-- Extrait fourni --
▼
Nankin a été la capitale de la Chine au commencement de la dynastie des Mings, Lorsque les Mings l’eurent quittée pour se transporter à Pékin, elle n’en conserva pas moins une véritable importance politique, en servant de résidence à un vice-roi chargé du gouvernement de trois provinces. Son enceinte est la plus vaste des villes de Chine, y compris Pékin. Ses murs ont trente-sept kilomètres de tour ; seuls, de toutes les anciennes constructions de la ville, ils restent aujourd’hui debout et intacts. Quant à l’ancien Nankin, c’est à peine si on découvre de lui quelque pan de mur se tenant encore debout au milieu des décombres.

La fameuse tour de porcelaine a partagé le sort commun, elle a été détruite par les Taë-Pings, et ses neuf étages écroulés ne forment plus qu’un monticule de débris. Je me rappelle que, dans mon enfance, cet édifice était un des objets merveilleux qui hantaient mon imagination ; il me faut bien reconnaître que les frais que mon imagination avait faits à son égard ne reposaient sur rien de réel. La porcelaine était ce qui entrait le moins dans sa construction : elle n’y figurait qu’à l’état de revêtement tout à fait partiel et par minces cordons. Parmi les ruines de la tour on ne voit guère que des briques communes et grossières, du genre de celles qui par tout pays servent à construire les tuyaux de cheminée. Aucun fragment de porcelaine n’est visible, et, pour avoir chance d’en trouver, il faudrait, paraît-il, fouiller profondément la masse des débris. Nous nous contentons d’acquérir, à titre de curiosité, une ou deux briquettes de porcelaine ayant autrefois fait partie de la tour, qu’on nous apporte, C’est le dernier coup porté à mes illusions.
▲
-- Consigne donnée --
Recopie à l'identique le passage de l'extrait sur Nankin qui commence aux mots « Nankin a été » et s'arrête après « milieu des décombres. ».

-- Liste des données --
▼
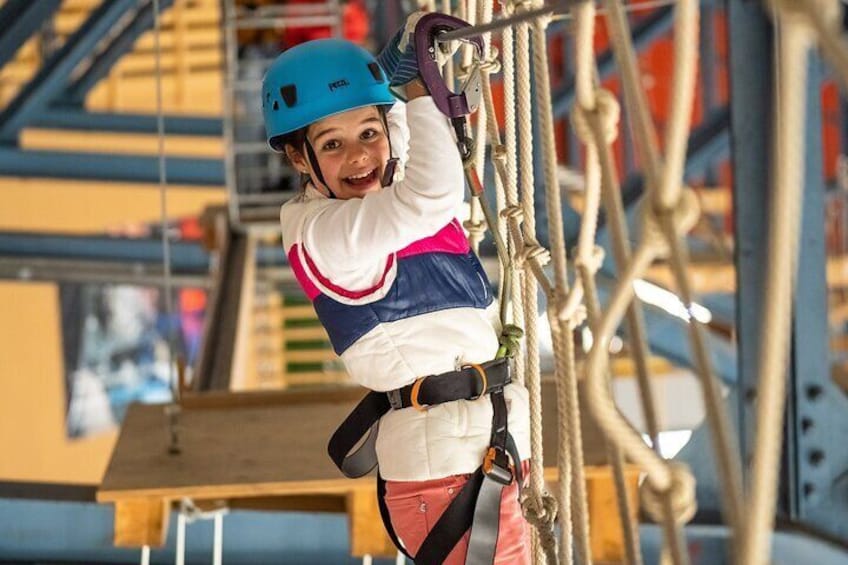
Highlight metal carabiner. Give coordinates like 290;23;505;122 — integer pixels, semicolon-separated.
414;12;483;119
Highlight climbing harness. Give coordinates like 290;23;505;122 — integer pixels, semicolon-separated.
327;357;523;565
328;17;523;565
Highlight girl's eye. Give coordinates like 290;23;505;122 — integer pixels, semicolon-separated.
359;128;380;139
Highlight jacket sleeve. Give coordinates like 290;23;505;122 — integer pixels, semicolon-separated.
302;96;465;277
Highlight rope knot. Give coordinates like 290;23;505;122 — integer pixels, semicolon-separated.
639;462;698;524
518;241;551;267
551;294;587;330
501;205;524;222
571;88;621;145
574;245;605;276
519;487;559;529
642;188;701;257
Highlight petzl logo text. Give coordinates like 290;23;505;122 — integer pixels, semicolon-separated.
327;79;350;91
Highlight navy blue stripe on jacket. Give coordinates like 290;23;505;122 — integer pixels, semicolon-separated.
313;252;493;355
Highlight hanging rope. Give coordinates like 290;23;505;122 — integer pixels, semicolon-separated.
739;2;812;565
572;3;642;565
152;0;181;462
532;3;592;564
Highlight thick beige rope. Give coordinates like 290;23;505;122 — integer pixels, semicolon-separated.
572;2;642;565
739;2;813;565
532;7;592;564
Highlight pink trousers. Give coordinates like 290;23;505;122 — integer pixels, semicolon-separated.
386;461;530;565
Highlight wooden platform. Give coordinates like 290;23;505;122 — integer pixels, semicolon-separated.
97;384;638;560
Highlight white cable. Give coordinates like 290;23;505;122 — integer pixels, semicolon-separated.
212;512;224;565
174;512;186;565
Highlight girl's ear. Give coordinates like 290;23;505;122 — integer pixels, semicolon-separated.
286;145;309;174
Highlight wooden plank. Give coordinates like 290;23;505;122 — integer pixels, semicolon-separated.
97;401;368;502
347;486;397;557
283;304;318;320
286;349;338;363
114;498;170;547
280;326;330;342
586;466;639;563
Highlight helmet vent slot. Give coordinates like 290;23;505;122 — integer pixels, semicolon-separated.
280;84;297;108
368;63;384;84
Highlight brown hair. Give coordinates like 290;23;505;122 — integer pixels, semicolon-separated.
268;126;311;190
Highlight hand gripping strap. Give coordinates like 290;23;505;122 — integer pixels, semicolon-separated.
327;392;391;479
415;469;491;565
465;476;506;565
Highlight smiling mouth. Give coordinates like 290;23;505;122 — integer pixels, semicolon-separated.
344;168;377;187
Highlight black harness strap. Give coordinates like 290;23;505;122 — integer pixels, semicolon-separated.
328;359;522;565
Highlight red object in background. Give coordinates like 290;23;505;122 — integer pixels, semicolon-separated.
282;0;371;49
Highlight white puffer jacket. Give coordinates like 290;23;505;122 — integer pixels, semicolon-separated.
280;97;530;481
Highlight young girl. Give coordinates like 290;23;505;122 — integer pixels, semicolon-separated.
263;34;530;565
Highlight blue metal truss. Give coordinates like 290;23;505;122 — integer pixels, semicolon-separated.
0;146;224;186
0;0;62;68
61;0;174;106
0;232;286;274
0;0;225;185
704;0;848;544
0;0;135;144
552;6;673;118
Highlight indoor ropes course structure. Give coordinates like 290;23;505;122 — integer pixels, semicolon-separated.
96;0;848;565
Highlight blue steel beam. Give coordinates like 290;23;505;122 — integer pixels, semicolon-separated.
584;108;730;247
0;232;286;274
553;6;673;118
62;0;174;105
0;0;135;144
0;232;209;273
29;106;223;137
0;0;62;68
0;146;224;186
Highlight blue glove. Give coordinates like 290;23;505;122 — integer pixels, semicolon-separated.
377;12;427;99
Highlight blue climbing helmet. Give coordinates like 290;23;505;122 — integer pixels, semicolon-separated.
262;39;395;151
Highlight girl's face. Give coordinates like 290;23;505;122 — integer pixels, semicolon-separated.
286;106;389;200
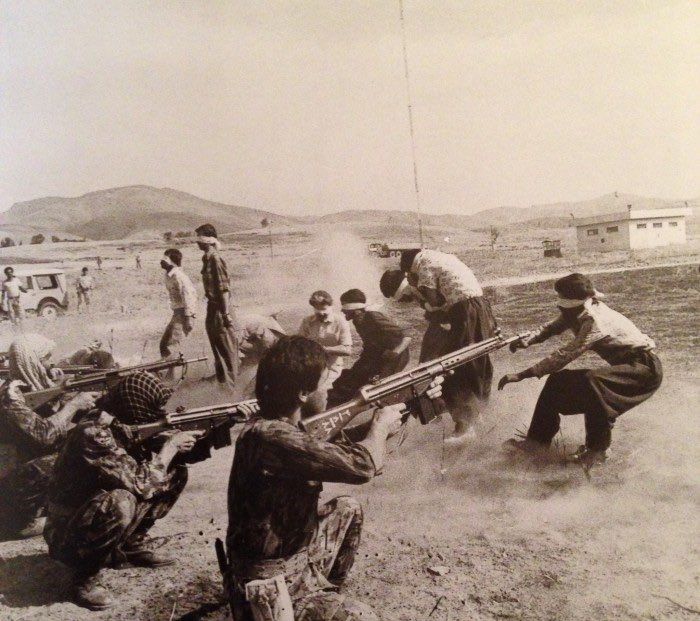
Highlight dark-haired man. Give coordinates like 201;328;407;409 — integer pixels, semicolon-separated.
44;371;200;610
299;290;352;386
328;289;411;407
498;274;663;468
195;224;239;386
380;249;496;444
224;336;440;621
2;267;27;324
75;267;95;312
160;248;197;358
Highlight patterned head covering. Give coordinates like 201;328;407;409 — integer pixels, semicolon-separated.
97;371;173;425
8;333;56;390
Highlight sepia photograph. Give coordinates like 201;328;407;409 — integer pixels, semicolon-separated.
0;0;700;621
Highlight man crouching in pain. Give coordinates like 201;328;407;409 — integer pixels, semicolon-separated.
224;336;442;621
44;372;200;610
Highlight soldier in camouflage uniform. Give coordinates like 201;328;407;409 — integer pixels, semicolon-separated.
224;336;440;621
44;372;198;610
0;333;95;538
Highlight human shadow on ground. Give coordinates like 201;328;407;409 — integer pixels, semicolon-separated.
0;553;71;608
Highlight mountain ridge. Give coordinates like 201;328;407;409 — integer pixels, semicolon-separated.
0;185;700;240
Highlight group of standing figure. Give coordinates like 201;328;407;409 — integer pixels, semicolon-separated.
0;224;662;621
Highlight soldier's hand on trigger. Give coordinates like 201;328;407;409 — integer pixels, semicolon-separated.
66;392;99;412
168;430;204;453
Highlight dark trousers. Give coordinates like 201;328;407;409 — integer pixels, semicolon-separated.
44;466;187;575
527;352;663;451
204;301;239;384
328;349;410;407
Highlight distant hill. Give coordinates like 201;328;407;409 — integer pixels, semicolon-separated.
0;185;297;239
0;185;700;240
319;193;700;230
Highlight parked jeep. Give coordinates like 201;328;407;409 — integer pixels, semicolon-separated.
0;266;68;319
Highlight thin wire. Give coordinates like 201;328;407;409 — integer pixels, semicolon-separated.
399;0;423;247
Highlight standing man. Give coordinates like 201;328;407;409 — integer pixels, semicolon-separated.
381;250;496;444
2;267;27;325
299;291;352;387
75;267;95;311
222;336;440;621
160;248;197;358
195;224;239;386
328;289;411;407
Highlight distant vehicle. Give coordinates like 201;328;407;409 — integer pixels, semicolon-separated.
0;266;68;319
367;242;421;259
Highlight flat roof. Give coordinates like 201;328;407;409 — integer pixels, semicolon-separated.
574;207;693;228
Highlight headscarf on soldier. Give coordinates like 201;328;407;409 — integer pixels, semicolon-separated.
8;333;56;391
96;371;173;425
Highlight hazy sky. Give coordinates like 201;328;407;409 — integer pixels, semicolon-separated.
0;0;700;213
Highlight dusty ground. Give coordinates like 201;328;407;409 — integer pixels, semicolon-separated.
0;229;700;621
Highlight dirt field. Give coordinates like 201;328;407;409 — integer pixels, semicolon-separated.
0;232;700;621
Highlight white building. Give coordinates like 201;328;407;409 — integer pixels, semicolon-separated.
574;206;692;252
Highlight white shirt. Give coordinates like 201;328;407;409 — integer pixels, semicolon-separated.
411;250;484;307
165;267;197;317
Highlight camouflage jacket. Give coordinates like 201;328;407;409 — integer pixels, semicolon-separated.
0;384;66;469
49;412;172;508
227;419;375;560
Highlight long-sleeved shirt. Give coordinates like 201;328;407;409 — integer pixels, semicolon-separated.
49;413;172;509
353;311;405;357
0;384;67;470
202;248;230;303
227;419;375;560
299;311;352;376
411;250;484;307
165;267;197;317
528;299;656;377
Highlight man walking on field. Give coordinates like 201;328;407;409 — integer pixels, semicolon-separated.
75;267;95;311
195;224;239;386
2;267;27;325
160;248;197;358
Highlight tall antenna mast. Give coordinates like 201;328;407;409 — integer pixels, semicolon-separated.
399;0;423;248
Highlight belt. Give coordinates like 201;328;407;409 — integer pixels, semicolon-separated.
230;548;309;582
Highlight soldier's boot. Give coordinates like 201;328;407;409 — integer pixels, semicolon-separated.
124;548;175;567
17;517;46;539
74;573;115;610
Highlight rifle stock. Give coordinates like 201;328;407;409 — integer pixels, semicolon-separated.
301;334;523;440
24;356;206;410
130;399;258;463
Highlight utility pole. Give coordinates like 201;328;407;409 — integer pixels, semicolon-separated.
399;0;423;248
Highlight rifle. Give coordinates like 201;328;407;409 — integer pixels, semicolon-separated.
24;355;206;410
130;399;258;463
0;364;98;379
300;333;524;440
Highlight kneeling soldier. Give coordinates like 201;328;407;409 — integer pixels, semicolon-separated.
44;372;198;610
498;274;663;469
224;336;441;621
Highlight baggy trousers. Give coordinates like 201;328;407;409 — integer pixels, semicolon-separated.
44;466;187;575
204;300;240;385
527;352;663;451
225;496;378;621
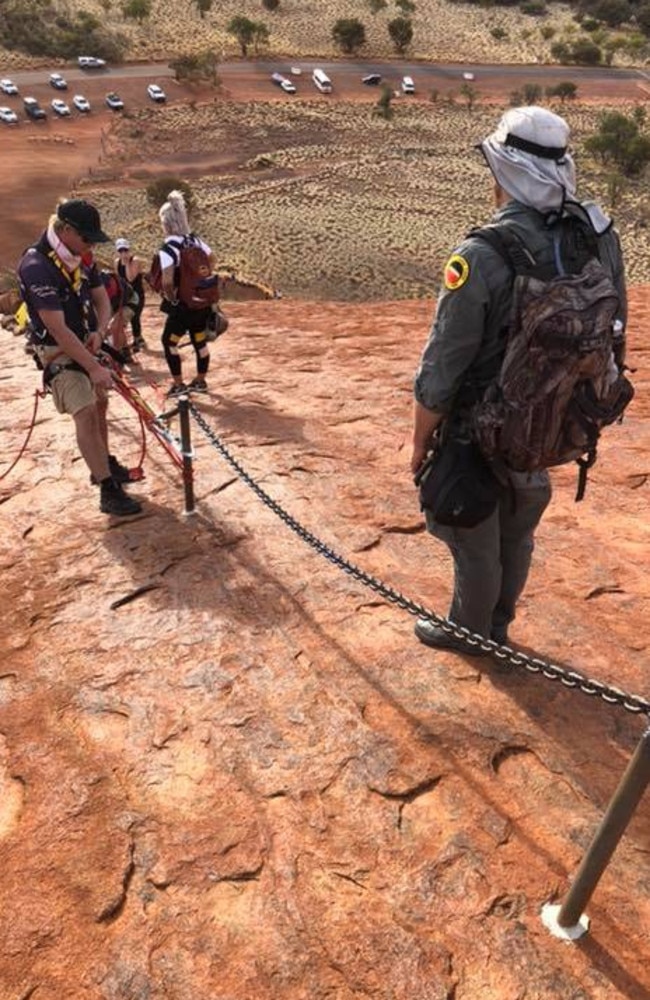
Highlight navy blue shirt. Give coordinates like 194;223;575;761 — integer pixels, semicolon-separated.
18;233;102;344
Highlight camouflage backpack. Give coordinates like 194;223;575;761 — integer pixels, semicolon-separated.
471;217;634;500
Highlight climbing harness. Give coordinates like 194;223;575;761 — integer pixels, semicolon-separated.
189;401;650;715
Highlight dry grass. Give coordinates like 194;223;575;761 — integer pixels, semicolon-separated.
79;101;650;301
0;0;644;69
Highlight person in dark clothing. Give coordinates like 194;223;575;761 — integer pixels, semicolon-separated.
411;106;627;655
158;191;214;396
18;198;142;516
115;238;147;352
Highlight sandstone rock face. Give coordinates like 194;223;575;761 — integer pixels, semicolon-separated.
0;298;650;1000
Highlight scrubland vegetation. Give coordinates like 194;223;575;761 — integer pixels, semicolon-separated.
0;0;650;68
82;101;650;301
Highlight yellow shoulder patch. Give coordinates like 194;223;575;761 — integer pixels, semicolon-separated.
443;253;469;292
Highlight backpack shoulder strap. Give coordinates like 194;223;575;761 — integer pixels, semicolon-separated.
467;226;537;274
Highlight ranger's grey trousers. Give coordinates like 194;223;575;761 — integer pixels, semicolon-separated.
427;471;551;638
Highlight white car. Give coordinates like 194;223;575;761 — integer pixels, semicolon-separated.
72;94;90;112
52;97;70;118
77;56;106;69
147;83;167;104
0;108;18;125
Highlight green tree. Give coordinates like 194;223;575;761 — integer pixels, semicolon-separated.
122;0;151;24
521;83;542;104
192;0;212;20
375;83;393;121
253;21;271;55
226;15;257;58
546;80;578;104
585;111;650;177
169;49;221;87
571;38;603;66
388;17;413;55
332;17;366;54
589;0;632;28
460;83;478;111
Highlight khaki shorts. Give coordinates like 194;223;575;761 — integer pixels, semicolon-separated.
36;346;97;417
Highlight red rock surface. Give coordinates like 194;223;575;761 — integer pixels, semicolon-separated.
0;288;650;1000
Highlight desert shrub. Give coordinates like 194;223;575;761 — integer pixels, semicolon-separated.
226;15;257;57
122;0;151;24
388;17;413;55
634;3;650;35
374;83;393;121
546;80;578;104
332;17;366;54
571;38;603;66
551;42;571;63
585;111;650;177
145;174;196;215
169;49;219;86
0;0;128;62
589;0;632;28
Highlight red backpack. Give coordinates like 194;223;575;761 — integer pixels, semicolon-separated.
149;234;219;309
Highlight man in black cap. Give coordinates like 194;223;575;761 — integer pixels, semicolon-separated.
18;198;142;517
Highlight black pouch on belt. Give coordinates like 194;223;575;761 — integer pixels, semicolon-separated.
415;436;503;528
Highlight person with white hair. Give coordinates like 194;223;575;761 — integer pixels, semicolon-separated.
115;236;147;353
411;106;626;655
154;191;214;397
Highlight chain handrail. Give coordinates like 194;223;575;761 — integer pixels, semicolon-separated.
190;401;650;716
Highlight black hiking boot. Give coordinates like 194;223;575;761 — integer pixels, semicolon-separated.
99;479;142;517
90;455;131;486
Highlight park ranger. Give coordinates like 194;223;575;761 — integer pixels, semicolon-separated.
411;106;626;655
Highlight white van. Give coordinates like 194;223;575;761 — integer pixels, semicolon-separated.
311;68;332;94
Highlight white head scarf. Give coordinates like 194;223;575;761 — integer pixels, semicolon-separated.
479;105;576;213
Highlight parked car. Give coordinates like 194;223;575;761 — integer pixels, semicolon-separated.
77;56;106;69
106;90;124;111
52;97;70;118
23;97;47;121
147;83;167;104
72;94;90;112
0;108;18;125
271;73;296;94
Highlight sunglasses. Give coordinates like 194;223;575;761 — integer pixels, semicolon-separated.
66;222;95;247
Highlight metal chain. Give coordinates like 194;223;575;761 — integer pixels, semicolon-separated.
190;401;650;715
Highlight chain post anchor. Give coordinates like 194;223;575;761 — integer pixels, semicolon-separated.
178;395;196;517
542;726;650;941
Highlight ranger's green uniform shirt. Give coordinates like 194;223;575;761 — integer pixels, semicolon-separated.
415;201;627;415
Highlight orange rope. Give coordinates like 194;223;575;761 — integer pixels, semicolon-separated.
0;389;45;480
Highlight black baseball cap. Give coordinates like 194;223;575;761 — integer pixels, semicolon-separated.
56;198;110;243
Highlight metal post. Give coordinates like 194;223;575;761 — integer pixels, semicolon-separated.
178;396;195;515
542;727;650;940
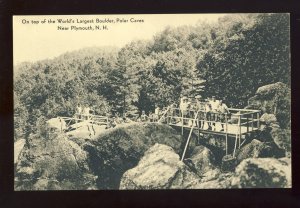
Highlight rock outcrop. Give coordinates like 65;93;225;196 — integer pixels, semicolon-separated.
231;158;291;188
15;133;96;190
236;139;285;164
83;123;193;189
187;146;216;176
120;144;200;189
247;82;291;128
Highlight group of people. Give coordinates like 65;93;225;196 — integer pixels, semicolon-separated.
75;104;92;120
75;95;230;131
179;95;230;131
137;95;230;131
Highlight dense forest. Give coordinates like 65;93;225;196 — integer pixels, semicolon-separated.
14;14;290;139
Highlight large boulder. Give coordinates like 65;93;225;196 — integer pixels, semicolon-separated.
84;123;188;189
192;169;232;189
231;158;291;188
246;82;291;128
187;145;216;176
14;139;26;164
15;133;96;190
120;144;199;189
270;128;291;155
236;139;285;163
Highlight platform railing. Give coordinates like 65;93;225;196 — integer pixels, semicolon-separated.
159;108;260;134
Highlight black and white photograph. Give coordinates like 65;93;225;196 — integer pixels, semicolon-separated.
12;13;292;191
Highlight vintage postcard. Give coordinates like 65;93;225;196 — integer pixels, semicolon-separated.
13;13;292;191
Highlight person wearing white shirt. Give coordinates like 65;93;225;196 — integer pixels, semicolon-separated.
209;96;219;128
218;100;229;131
83;106;91;120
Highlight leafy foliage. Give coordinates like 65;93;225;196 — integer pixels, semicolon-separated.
14;14;290;140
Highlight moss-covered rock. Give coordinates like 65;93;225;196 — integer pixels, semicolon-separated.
231;158;291;188
246;82;291;128
83;123;184;189
120;144;200;189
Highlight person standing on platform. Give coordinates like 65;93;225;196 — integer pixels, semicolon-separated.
195;95;205;128
140;110;149;122
180;96;189;125
205;99;212;130
209;96;219;129
75;103;82;122
218;99;229;131
153;106;160;122
83;105;91;120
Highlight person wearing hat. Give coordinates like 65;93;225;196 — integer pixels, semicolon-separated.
205;99;212;130
209;96;219;128
140;110;149;122
195;95;205;128
75;103;82;122
218;99;229;131
179;96;189;124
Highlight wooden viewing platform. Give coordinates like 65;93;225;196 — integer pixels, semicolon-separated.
60;113;108;129
158;107;260;160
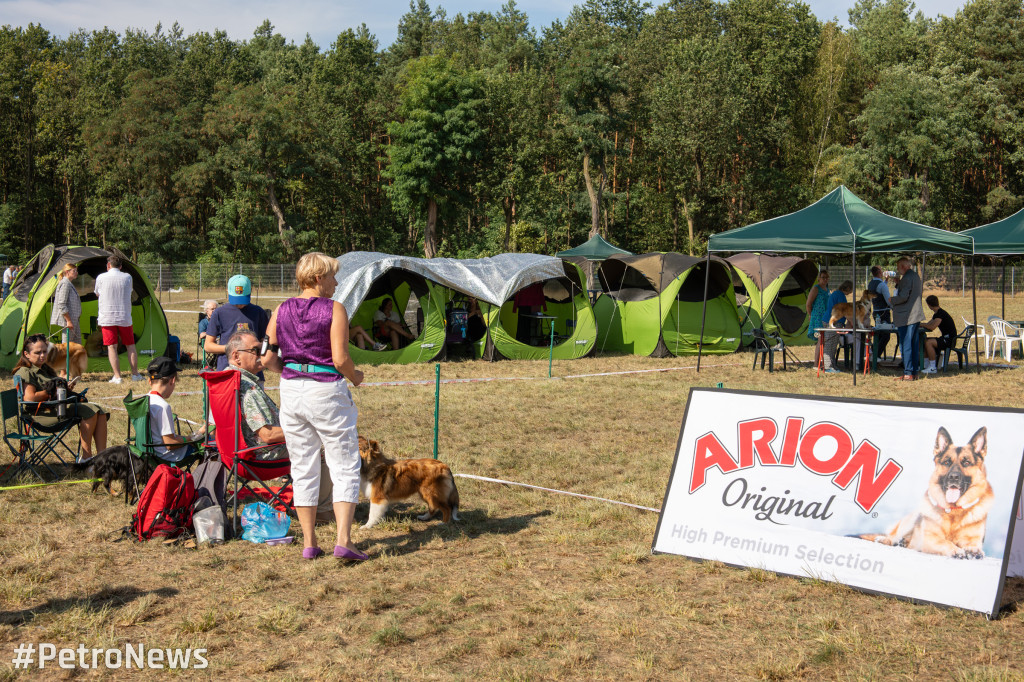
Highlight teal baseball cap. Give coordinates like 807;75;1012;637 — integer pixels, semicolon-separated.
227;274;253;303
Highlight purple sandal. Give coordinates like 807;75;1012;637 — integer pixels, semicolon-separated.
334;545;370;561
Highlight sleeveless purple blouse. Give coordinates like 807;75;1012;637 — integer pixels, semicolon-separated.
278;297;343;383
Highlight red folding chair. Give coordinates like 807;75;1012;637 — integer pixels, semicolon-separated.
200;370;292;537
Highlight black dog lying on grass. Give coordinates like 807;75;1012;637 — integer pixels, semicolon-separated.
75;445;155;504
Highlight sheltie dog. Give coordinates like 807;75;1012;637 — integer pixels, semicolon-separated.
46;341;89;379
359;436;459;528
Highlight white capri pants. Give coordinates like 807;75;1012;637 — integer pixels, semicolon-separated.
281;379;360;507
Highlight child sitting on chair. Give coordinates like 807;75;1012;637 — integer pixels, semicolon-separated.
145;357;196;462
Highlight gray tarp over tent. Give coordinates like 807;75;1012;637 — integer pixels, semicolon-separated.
334;251;565;314
697;185;977;383
961;209;1024;317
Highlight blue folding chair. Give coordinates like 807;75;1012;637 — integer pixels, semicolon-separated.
0;377;82;480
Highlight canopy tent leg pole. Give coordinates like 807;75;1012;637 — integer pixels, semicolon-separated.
850;247;857;386
697;244;712;372
971;255;978;374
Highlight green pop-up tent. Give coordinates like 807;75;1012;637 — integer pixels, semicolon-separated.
0;245;167;372
594;253;740;357
697;185;977;383
726;253;818;346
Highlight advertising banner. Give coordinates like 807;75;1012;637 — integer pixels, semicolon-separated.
652;388;1024;615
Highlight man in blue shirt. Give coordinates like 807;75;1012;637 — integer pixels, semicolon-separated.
821;280;853;374
203;274;270;380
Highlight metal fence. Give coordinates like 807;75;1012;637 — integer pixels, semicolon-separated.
811;263;1024;296
138;263;298;298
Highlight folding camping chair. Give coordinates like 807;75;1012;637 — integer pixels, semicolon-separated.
123;391;205;500
200;370;292;536
0;376;82;480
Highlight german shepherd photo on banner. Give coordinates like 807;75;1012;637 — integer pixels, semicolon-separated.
855;426;995;559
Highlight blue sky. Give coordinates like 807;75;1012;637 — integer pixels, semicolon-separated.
0;0;964;49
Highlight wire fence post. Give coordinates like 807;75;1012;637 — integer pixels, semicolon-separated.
434;363;441;460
▲
-- Tâche accomplie --
Nankin a été la capitale de la Chine au commencement de la dynastie des Mings, Lorsque les Mings l’eurent quittée pour se transporter à Pékin, elle n’en conserva pas moins une véritable importance politique, en servant de résidence à un vice-roi chargé du gouvernement de trois provinces. Son enceinte est la plus vaste des villes de Chine, y compris Pékin. Ses murs ont trente-sept kilomètres de tour ; seuls, de toutes les anciennes constructions de la ville, ils restent aujourd’hui debout et intacts. Quant à l’ancien Nankin, c’est à peine si on découvre de lui quelque pan de mur se tenant encore debout au milieu des décombres.